* **Task item**
In the report on Saudi strikes in Yemen, how many civilians were killed in the bombing of the market in Al-Ta'iziyeh?

* **Extract provided**
────────────────────
According to Al-Mayadeen’s report, the Saudi Coalition bombed a market inside the town of Al-Ta’iziyeh, killing at least 50 civilians.
Saudi Arabia has been striking Yemen since March 2015 to restore power to fugitive president Mansour Hadi, a close ally of Riyadh. The Saudi-led aggression has so far killed at least 15,300 Yemenis, including hundreds of women and children.
Despite Riyadh's claims that it is bombing the positions of the Ansarullah fighters, Saudi bombers are flattening residential areas and civilian infrastructures.
According to several reports, the Saudi-led air campaign against Yemen has driven the impoverished country towards humanitarian disaster, as Saudi Arabia's deadly campaign prevented the patients from travelling abroad for treatment and blocked the entry of medicine into the war-torn country.
────────────────────
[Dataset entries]
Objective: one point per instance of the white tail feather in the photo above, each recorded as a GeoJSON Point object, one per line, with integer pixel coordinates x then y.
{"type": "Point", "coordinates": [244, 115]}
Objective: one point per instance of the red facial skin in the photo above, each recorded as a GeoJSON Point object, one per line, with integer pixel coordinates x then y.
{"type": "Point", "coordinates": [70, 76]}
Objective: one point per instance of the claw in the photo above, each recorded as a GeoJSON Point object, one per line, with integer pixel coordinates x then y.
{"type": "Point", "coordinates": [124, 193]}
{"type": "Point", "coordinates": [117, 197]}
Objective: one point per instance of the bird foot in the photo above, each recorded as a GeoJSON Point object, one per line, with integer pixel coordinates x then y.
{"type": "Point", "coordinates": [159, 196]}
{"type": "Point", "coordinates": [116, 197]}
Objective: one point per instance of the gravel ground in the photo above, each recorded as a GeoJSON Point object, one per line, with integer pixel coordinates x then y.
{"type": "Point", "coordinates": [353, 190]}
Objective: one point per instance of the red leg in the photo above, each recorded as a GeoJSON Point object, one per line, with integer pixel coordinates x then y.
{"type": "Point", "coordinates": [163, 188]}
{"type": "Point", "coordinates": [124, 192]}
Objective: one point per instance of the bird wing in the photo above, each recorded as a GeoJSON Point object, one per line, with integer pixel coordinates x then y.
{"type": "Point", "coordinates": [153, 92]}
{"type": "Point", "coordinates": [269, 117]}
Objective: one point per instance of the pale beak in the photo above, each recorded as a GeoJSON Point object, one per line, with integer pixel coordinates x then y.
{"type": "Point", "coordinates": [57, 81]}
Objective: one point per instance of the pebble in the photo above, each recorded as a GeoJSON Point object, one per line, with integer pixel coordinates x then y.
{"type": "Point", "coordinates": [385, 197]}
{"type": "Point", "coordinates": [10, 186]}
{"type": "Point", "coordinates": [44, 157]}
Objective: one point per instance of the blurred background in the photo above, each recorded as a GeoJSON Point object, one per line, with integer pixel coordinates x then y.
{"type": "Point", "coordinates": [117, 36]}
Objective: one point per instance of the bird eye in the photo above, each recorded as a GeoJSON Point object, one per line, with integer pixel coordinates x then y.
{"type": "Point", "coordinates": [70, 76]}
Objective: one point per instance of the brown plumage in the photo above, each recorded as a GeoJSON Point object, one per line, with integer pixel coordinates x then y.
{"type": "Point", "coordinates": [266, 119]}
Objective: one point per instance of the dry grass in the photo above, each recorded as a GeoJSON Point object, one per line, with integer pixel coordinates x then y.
────────────────────
* **Task output**
At least 50 civilians.